**Task directions**:
Arrange every line of the entries below as a single numbered list. Skip blank lines and leave the pictures out.

**Input for this task**:
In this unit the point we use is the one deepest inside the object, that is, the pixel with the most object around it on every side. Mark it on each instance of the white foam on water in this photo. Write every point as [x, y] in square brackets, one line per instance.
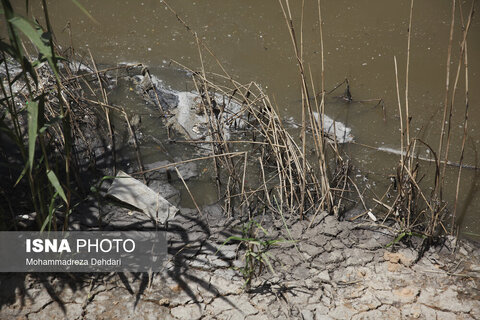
[341, 131]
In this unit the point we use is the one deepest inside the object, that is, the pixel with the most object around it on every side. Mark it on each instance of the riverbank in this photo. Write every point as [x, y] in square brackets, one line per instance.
[335, 270]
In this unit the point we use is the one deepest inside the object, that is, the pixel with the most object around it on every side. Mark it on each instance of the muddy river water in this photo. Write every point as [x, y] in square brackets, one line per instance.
[361, 38]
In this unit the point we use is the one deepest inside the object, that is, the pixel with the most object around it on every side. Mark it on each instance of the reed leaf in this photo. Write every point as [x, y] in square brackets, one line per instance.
[32, 107]
[52, 177]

**Full solution**:
1. In this unit the point we use is the one deepest inside the object, that is, the pixel with the most object around it on every side. Mark it on each instance of the white foam on water in this photo. Write every point as [x, y] in square brackets, one line per instance.
2. [341, 131]
3. In this unit the point we use is the one deepest inside the object, that is, the pixel with the most object around it on every side. Mark it on each instance of the riverbank in this photo. Write every point as [x, y] in square brackets, one line per instance.
4. [335, 270]
5. In this unit the point we use is the one deepest inside the object, that is, the pixel with the most object around it on every side. Mark it on each instance of the muddy river water in this photo. Write every point as [x, y] in square brackets, one line per instance.
6. [361, 38]
7. In this unit the point we use is the one deepest inside the object, that is, the pixel with the most object around it on every side. Mark it on each instance of the reed leaf in this photo. Write every point as [x, y] in square brackets, one line per instance.
8. [32, 107]
9. [52, 177]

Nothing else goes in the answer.